→ The exercise:
Rewrite the listing below as a numbered list, dropping any blank lines. Leave out the pictures.
### Task inputs
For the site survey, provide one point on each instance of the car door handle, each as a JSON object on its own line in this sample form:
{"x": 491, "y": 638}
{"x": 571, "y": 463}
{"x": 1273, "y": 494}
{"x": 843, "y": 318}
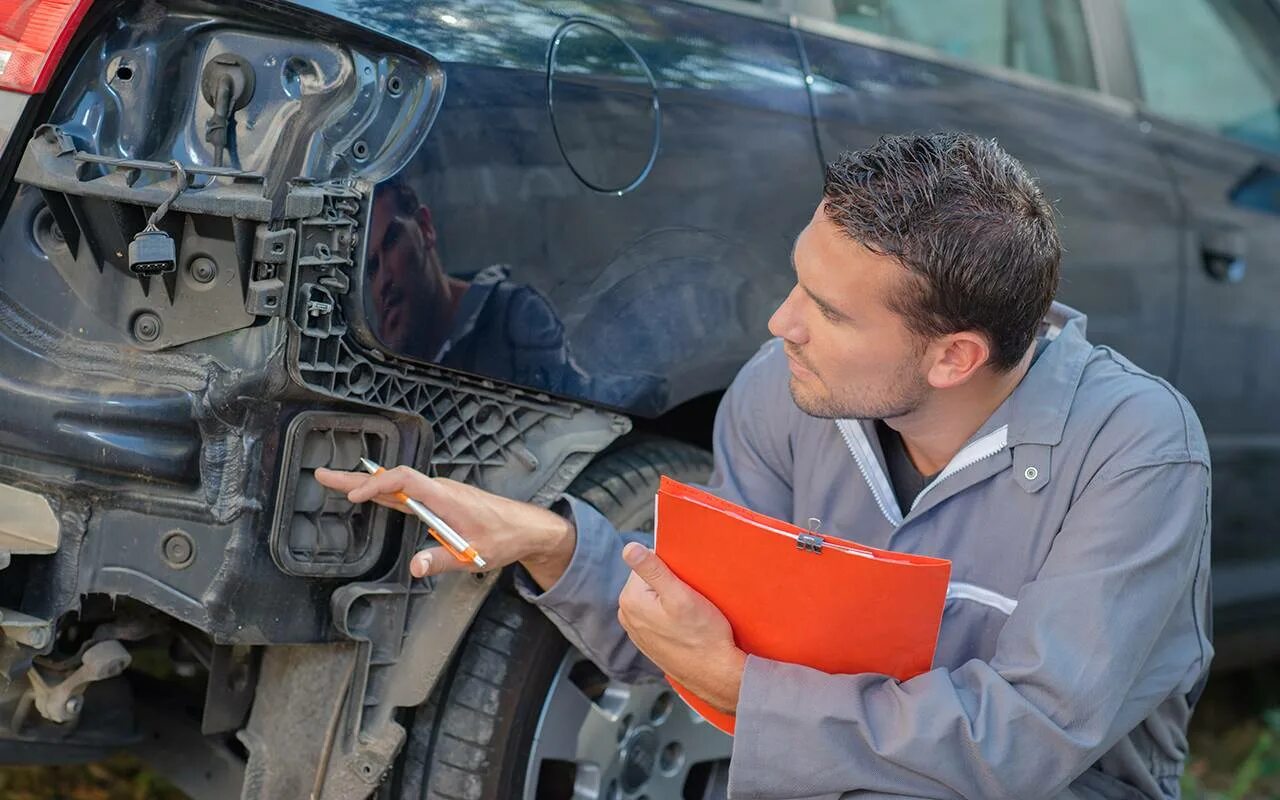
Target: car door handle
{"x": 1223, "y": 254}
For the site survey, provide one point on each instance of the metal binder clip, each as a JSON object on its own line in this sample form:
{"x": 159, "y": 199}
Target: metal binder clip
{"x": 810, "y": 542}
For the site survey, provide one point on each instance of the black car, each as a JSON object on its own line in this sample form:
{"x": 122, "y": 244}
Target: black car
{"x": 522, "y": 245}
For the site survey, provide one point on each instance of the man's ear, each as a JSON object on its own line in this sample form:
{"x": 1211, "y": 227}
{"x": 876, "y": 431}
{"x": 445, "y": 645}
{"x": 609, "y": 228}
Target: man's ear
{"x": 956, "y": 357}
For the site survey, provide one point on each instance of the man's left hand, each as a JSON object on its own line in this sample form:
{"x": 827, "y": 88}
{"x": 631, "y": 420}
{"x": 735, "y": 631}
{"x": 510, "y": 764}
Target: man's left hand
{"x": 680, "y": 630}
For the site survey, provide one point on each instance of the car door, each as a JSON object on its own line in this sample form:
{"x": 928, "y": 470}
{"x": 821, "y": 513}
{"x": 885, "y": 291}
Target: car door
{"x": 1210, "y": 73}
{"x": 1022, "y": 72}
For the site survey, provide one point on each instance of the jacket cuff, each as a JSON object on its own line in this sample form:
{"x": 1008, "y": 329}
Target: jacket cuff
{"x": 773, "y": 728}
{"x": 595, "y": 547}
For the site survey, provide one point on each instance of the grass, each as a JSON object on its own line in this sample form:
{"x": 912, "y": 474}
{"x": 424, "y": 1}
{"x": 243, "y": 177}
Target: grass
{"x": 1234, "y": 743}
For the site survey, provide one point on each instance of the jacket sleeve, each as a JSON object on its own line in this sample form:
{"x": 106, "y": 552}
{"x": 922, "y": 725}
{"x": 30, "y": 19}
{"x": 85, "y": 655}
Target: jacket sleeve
{"x": 1105, "y": 632}
{"x": 752, "y": 466}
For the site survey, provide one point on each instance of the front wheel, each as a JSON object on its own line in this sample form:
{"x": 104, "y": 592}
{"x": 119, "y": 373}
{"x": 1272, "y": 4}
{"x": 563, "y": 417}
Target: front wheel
{"x": 526, "y": 716}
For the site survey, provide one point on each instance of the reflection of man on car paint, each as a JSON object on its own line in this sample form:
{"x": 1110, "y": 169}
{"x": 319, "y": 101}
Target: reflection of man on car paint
{"x": 484, "y": 324}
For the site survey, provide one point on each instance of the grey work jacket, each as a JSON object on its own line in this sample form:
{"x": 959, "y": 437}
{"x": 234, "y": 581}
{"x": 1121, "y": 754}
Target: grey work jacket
{"x": 1075, "y": 630}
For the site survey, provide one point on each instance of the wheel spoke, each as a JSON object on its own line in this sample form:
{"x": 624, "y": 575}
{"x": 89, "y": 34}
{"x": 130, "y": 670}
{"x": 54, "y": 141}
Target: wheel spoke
{"x": 700, "y": 740}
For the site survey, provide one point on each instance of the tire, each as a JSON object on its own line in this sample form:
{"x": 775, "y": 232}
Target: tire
{"x": 494, "y": 728}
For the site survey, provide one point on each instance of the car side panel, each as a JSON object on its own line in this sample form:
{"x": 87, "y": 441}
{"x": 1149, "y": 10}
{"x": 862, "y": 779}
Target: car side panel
{"x": 636, "y": 300}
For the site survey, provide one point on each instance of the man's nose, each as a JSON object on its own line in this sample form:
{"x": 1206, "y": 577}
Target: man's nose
{"x": 786, "y": 323}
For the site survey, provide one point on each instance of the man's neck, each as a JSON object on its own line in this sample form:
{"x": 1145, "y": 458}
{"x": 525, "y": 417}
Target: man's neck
{"x": 936, "y": 432}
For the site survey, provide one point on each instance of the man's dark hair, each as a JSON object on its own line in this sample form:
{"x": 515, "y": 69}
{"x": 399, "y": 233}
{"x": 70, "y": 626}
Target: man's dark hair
{"x": 967, "y": 220}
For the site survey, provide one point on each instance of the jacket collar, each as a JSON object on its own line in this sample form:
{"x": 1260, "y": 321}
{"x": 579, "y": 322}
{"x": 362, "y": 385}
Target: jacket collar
{"x": 1037, "y": 408}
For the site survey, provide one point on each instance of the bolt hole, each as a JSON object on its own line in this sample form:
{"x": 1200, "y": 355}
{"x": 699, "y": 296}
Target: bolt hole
{"x": 671, "y": 758}
{"x": 662, "y": 708}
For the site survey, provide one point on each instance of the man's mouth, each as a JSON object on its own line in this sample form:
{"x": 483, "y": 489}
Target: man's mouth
{"x": 799, "y": 368}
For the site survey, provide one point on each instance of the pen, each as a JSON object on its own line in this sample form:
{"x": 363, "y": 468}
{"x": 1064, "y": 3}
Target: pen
{"x": 438, "y": 528}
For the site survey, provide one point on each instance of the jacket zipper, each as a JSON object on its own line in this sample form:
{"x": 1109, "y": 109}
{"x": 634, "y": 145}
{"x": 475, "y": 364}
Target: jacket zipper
{"x": 969, "y": 455}
{"x": 855, "y": 439}
{"x": 972, "y": 453}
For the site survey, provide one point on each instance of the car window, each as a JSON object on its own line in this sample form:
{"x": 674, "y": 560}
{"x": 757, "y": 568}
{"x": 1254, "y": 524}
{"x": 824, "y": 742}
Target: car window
{"x": 1041, "y": 37}
{"x": 1233, "y": 91}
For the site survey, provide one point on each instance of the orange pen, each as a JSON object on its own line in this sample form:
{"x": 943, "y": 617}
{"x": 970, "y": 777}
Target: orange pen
{"x": 438, "y": 528}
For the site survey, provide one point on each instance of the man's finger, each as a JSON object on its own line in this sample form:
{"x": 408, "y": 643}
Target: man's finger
{"x": 650, "y": 568}
{"x": 339, "y": 480}
{"x": 392, "y": 481}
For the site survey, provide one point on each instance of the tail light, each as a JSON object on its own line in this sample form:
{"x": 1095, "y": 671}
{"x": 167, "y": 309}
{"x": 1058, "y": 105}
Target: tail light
{"x": 33, "y": 35}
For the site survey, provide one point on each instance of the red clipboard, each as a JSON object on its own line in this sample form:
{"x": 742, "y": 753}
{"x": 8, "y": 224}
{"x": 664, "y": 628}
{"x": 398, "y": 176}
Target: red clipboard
{"x": 798, "y": 597}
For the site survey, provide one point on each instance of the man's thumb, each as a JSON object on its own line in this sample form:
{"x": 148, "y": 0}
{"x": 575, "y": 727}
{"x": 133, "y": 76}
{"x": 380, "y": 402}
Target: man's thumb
{"x": 645, "y": 563}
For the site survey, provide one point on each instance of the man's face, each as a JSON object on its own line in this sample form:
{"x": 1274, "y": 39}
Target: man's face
{"x": 850, "y": 355}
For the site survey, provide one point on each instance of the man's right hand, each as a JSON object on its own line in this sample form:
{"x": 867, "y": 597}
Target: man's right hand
{"x": 499, "y": 529}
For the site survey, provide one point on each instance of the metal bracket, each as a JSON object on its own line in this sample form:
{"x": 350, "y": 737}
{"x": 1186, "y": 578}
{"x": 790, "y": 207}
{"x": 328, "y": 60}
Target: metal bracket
{"x": 63, "y": 702}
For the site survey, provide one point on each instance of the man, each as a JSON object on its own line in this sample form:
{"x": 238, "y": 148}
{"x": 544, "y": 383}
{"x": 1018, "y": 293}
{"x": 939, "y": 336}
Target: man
{"x": 923, "y": 396}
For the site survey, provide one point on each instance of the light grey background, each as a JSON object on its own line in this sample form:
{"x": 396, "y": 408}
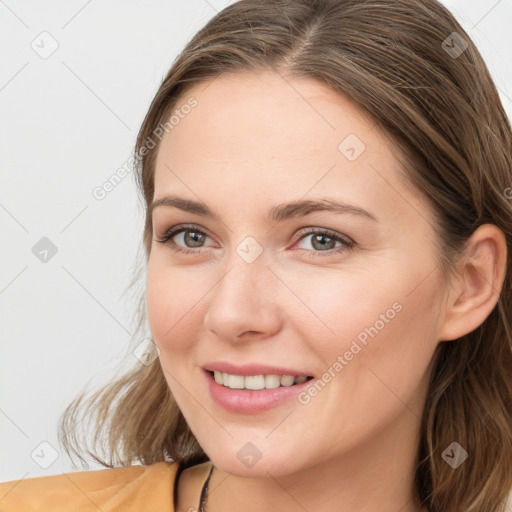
######
→ Answer below:
1. For the site survey, provide one point on each instance of the car door handle, each as a JSON object on its own line in this sample form:
2. {"x": 491, "y": 638}
3. {"x": 571, "y": 463}
4. {"x": 1273, "y": 494}
5. {"x": 843, "y": 318}
6. Target: car door handle
7. {"x": 1223, "y": 254}
8. For the site survey, provide one point on each instance of the metal binder clip, each as a JSON object on its own line in this sample form:
9. {"x": 159, "y": 199}
10. Target: metal binder clip
11. {"x": 810, "y": 542}
12. For the site survey, provide one point on each instance of the black car, each as a JSON object on its own line in this sample form:
13. {"x": 122, "y": 244}
14. Target: black car
15. {"x": 522, "y": 245}
16. For the site survey, provide one point on each instance of the man's ear, each as a JSON object on its own line in this sample form:
17. {"x": 1211, "y": 227}
18. {"x": 876, "y": 431}
19. {"x": 445, "y": 645}
20. {"x": 609, "y": 228}
21. Target: man's ear
22. {"x": 956, "y": 357}
23. For the site survey, provide one point on each instance of the man's left hand, each as a JSON object on its own line in this sample form:
24. {"x": 827, "y": 88}
25. {"x": 631, "y": 420}
26. {"x": 735, "y": 631}
27. {"x": 510, "y": 764}
28. Target: man's left hand
29. {"x": 680, "y": 630}
30. For the site survey, provide one point on each instance of the car door, each as a JSON object on its own line in this sample form:
31. {"x": 928, "y": 470}
32. {"x": 821, "y": 513}
33. {"x": 885, "y": 291}
34. Target: car door
35. {"x": 1210, "y": 73}
36. {"x": 1022, "y": 72}
37. For the site survey, provide one point on each instance of the jacket cuff, each as a JSON object on its own line in this sample form:
38. {"x": 1008, "y": 329}
39. Target: jacket cuff
40. {"x": 773, "y": 728}
41. {"x": 595, "y": 547}
42. For the site survey, provide one point on each instance of the grass, each as a JSON object on its own line in this sample form:
43. {"x": 912, "y": 474}
44. {"x": 424, "y": 1}
45. {"x": 243, "y": 177}
46. Target: grass
47. {"x": 1234, "y": 743}
48. For the site survey, provide one point on each instance of the jacket sleeve, each as a JSON object on its own line in this sample form:
49. {"x": 106, "y": 552}
50. {"x": 922, "y": 725}
51. {"x": 30, "y": 19}
52. {"x": 85, "y": 655}
53. Target: jacket sleeve
54. {"x": 1105, "y": 632}
55. {"x": 752, "y": 466}
56. For the site survey, provide one point on each instance of the front wheel, each as a JSON object on its own line in this sample form:
57. {"x": 104, "y": 592}
58. {"x": 119, "y": 373}
59. {"x": 1272, "y": 4}
60. {"x": 563, "y": 417}
61. Target: front wheel
62. {"x": 526, "y": 716}
63. For the site survey, provide one point on each instance of the reflection of man on car paint, each as a JSON object on its own line in this sample form:
64. {"x": 1110, "y": 169}
65. {"x": 319, "y": 101}
66. Target: reflection of man on car paint
67. {"x": 484, "y": 324}
68. For the site survey, provide one point on each instance of the grey work jacket, each as a JSON object on its own line in this sample form:
69. {"x": 959, "y": 437}
70. {"x": 234, "y": 581}
71. {"x": 1121, "y": 754}
72. Target: grey work jacket
73. {"x": 1075, "y": 630}
74. For the site survey, provide one point on each instance of the wheel spoke, each as a JSON object on its own line in this sample form:
75. {"x": 624, "y": 575}
76. {"x": 89, "y": 34}
77. {"x": 130, "y": 670}
78. {"x": 54, "y": 141}
79. Target: wheel spoke
80. {"x": 700, "y": 740}
81. For the site survey, provide one point on each instance of the tire, each as a JSON object on its own line in this sample form:
82. {"x": 775, "y": 232}
83. Target: tire
84. {"x": 494, "y": 728}
85. For the site survey, provide one point on each instance of the car side panel, each as a JSON object on its own line in this sample form:
86. {"x": 87, "y": 441}
87. {"x": 1149, "y": 10}
88. {"x": 862, "y": 779}
89. Target: car side panel
90. {"x": 636, "y": 300}
91. For the site survey, provide one point on each instance of the man's nose, each as a JSON object on its own line in this sample form:
92. {"x": 1206, "y": 577}
93. Target: man's nose
94. {"x": 786, "y": 323}
95. For the site survey, provide one point on each instance of the man's neck, each as a JSON object on its own line in this sample form:
96. {"x": 1145, "y": 458}
97. {"x": 525, "y": 417}
98. Target: man's neck
99. {"x": 936, "y": 432}
100. For the site survey, provide one point on each instance of the man's dark hair, each as a JSON object on its own line in this sample form:
101. {"x": 515, "y": 69}
102. {"x": 399, "y": 233}
103. {"x": 70, "y": 626}
104. Target: man's dark hair
105. {"x": 967, "y": 220}
106. For the site survey, provide one point on each instance of the jacket collar, each as a JSON object on its own line in this sample form:
107. {"x": 1260, "y": 321}
108. {"x": 579, "y": 322}
109. {"x": 362, "y": 385}
110. Target: jacket collar
111. {"x": 1037, "y": 408}
112. For the site survey, provide one point on each instance of the bolt hole, each as a JSON object on its own line in this sample form:
113. {"x": 1200, "y": 355}
114. {"x": 699, "y": 296}
115. Target: bolt hole
116. {"x": 671, "y": 758}
117. {"x": 662, "y": 708}
118. For the site survey, provide one point on each instance of the man's mouth, each as a JSON object on its own line in this sample form:
119. {"x": 483, "y": 489}
120. Target: man's mouth
121. {"x": 799, "y": 368}
122. For the site survey, provide one point on each instance of the pen, each as a JSON object on its own line in this sample form:
123. {"x": 363, "y": 468}
124. {"x": 1064, "y": 3}
125. Target: pen
126. {"x": 438, "y": 528}
127. For the site survey, provide one point on each instance of the jacket zipper, each as a JSON object on its own line in this sample form:
128. {"x": 1109, "y": 109}
129. {"x": 634, "y": 145}
130. {"x": 475, "y": 364}
131. Target: jacket zipper
132. {"x": 969, "y": 455}
133. {"x": 855, "y": 439}
134. {"x": 972, "y": 453}
135. For the site survey, provide one point on each instance of the car window, each as a JSON object on its own line in this sample form:
136. {"x": 674, "y": 560}
137. {"x": 757, "y": 568}
138. {"x": 1254, "y": 524}
139. {"x": 824, "y": 742}
140. Target: car window
141. {"x": 1041, "y": 37}
142. {"x": 1233, "y": 91}
143. For the site survey, provide one point on each instance of the orange pen, each as a JSON object on its own line in this sample form:
144. {"x": 943, "y": 617}
145. {"x": 970, "y": 777}
146. Target: orange pen
147. {"x": 438, "y": 528}
148. For the site survey, provide one point on each instance of the man's finger, each as a JSON object on its own line in this sample form:
149. {"x": 408, "y": 643}
150. Target: man's finger
151. {"x": 650, "y": 568}
152. {"x": 339, "y": 480}
153. {"x": 392, "y": 481}
154. For the site survey, provide one point on each instance of the tail light, each as a JSON object on its own line in this sample form:
155. {"x": 1095, "y": 671}
156. {"x": 167, "y": 309}
157. {"x": 1058, "y": 105}
158. Target: tail light
159. {"x": 33, "y": 35}
160. For the site survey, provide one point on each instance of the red clipboard, each as a JSON object on its own line in this sample form:
161. {"x": 742, "y": 753}
162. {"x": 8, "y": 224}
163. {"x": 664, "y": 628}
164. {"x": 398, "y": 176}
165. Target: red clipboard
166. {"x": 798, "y": 597}
167. For the site survey, provide one point on each instance of the man's thumb, each as a JSON object on its own line in this sample form:
168. {"x": 148, "y": 0}
169. {"x": 575, "y": 727}
170. {"x": 133, "y": 76}
171. {"x": 380, "y": 402}
172. Target: man's thumb
173. {"x": 645, "y": 563}
174. For the site survey, provide one point on each instance of the man's face, each as a JSON object on its own line in this sample form:
175. {"x": 1274, "y": 39}
176. Target: man's face
177. {"x": 850, "y": 355}
178. For the site survey, provide one point on each instance of the man's right hand, each as a JSON object on its own line in this sample form:
179. {"x": 867, "y": 597}
180. Target: man's right hand
181. {"x": 499, "y": 529}
182. For the site survey, provide one point on each instance of the metal bracket, each as a JSON object on its own line in this sample form:
183. {"x": 350, "y": 737}
184. {"x": 1186, "y": 578}
185. {"x": 790, "y": 207}
186. {"x": 328, "y": 60}
187. Target: metal bracket
188. {"x": 63, "y": 702}
189. For the site survey, provide one point on each instance of the man, each as a JSON object on its own line in this sample form:
190. {"x": 238, "y": 148}
191. {"x": 544, "y": 383}
192. {"x": 1018, "y": 293}
193. {"x": 939, "y": 336}
194. Target: man
195. {"x": 923, "y": 396}
196. For the site survey, provide one point on each instance of the light grey background, each as a JSON object on its own line in this sample form:
197. {"x": 396, "y": 408}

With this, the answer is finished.